WORK INSTRUCTIONS: Copy out the records below verbatim, taking only the stretch from the line containing "Could you point out the verge" through the line containing "<point>47,76</point>", both ends included.

····················

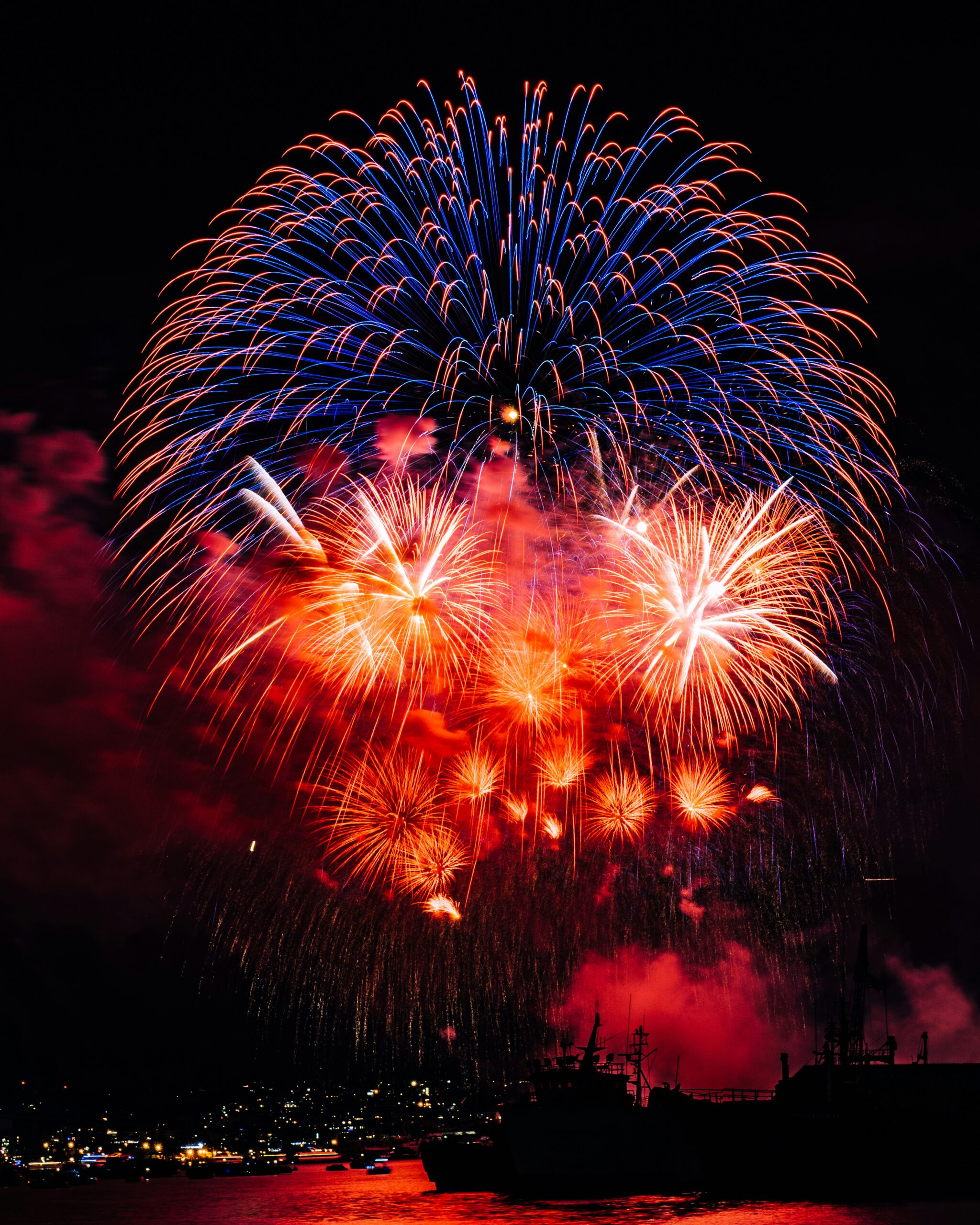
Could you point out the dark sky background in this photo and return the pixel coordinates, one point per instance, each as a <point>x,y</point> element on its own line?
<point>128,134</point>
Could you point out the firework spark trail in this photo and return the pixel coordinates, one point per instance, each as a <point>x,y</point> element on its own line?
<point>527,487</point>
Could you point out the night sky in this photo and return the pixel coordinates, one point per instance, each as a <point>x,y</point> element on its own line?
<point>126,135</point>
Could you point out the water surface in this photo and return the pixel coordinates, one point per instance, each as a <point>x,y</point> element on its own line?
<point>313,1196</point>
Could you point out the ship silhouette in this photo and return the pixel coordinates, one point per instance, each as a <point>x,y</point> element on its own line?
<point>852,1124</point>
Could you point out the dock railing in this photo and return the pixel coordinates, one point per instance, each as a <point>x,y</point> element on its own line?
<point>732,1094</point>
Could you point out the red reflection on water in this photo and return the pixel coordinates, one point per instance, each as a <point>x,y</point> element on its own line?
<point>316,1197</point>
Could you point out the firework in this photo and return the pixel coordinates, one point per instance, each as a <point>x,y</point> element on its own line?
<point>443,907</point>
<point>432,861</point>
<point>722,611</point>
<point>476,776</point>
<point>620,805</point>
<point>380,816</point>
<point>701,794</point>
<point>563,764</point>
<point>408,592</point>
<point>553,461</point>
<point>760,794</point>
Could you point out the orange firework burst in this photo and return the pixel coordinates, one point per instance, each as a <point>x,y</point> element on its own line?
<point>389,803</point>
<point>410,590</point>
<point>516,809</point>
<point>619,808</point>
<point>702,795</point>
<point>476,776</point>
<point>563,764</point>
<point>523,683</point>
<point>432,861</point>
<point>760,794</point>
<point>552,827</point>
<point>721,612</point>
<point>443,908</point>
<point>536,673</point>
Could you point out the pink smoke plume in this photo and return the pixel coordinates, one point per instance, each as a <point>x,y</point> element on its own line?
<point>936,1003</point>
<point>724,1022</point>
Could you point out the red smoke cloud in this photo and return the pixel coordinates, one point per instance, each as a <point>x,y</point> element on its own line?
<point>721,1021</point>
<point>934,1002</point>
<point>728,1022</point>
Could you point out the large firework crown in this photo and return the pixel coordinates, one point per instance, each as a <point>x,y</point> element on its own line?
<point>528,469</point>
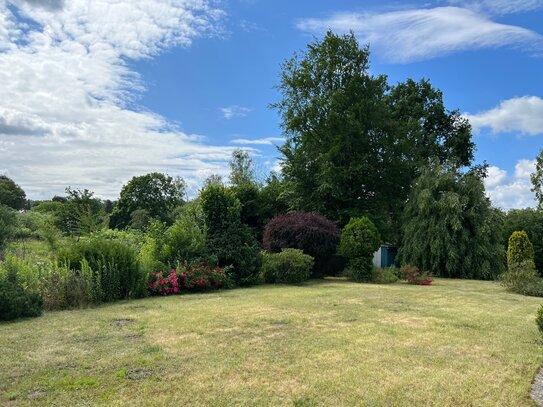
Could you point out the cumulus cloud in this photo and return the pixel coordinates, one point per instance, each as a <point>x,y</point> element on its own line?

····················

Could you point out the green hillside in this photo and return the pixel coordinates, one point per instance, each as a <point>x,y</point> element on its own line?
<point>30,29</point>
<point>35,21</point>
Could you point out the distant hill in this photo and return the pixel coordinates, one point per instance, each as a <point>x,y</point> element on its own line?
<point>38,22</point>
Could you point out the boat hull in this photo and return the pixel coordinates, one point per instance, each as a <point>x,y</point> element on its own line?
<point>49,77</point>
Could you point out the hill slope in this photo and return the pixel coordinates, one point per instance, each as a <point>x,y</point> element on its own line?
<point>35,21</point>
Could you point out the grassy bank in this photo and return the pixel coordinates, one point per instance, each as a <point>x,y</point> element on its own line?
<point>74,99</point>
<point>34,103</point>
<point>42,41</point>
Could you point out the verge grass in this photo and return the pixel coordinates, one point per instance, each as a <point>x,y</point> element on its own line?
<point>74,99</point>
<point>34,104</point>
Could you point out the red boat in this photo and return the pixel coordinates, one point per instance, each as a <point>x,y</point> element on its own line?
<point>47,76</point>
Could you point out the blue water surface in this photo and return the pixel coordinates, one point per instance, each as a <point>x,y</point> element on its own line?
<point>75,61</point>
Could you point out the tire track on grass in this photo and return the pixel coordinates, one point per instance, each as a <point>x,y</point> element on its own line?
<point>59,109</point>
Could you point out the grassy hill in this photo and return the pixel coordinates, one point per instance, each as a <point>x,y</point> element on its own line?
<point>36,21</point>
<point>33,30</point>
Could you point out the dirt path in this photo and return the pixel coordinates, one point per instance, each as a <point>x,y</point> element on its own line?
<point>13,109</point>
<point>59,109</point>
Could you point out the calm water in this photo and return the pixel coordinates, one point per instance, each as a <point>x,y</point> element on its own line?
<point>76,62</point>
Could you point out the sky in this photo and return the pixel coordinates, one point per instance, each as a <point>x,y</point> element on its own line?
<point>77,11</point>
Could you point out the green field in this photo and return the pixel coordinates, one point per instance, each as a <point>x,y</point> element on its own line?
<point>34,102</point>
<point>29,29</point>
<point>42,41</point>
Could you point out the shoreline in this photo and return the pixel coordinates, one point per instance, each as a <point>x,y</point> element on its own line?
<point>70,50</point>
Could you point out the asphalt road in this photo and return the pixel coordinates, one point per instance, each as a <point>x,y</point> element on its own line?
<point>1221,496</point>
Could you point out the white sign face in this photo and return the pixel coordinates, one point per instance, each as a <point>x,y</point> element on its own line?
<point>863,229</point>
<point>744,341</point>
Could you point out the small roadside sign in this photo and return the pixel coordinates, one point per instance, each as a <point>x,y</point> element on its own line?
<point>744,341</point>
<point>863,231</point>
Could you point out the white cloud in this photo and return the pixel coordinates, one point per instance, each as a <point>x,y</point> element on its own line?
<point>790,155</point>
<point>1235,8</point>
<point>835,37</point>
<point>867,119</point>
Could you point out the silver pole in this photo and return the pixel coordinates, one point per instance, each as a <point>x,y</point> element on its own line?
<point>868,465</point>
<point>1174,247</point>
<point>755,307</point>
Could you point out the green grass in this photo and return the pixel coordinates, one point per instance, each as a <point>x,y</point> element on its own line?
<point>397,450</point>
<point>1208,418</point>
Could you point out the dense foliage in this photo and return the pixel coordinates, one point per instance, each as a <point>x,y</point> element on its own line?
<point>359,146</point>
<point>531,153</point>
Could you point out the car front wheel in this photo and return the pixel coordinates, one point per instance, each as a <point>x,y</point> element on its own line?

····················

RESULT:
Could you point out the verge grass in this photo and return the pixel coordinates, one point per instance, each as a <point>x,y</point> element on its own line?
<point>74,99</point>
<point>34,104</point>
Could you point out the red boat in this photo and return the pixel coordinates, one point per instance, each as a <point>x,y</point> element on its own line?
<point>47,76</point>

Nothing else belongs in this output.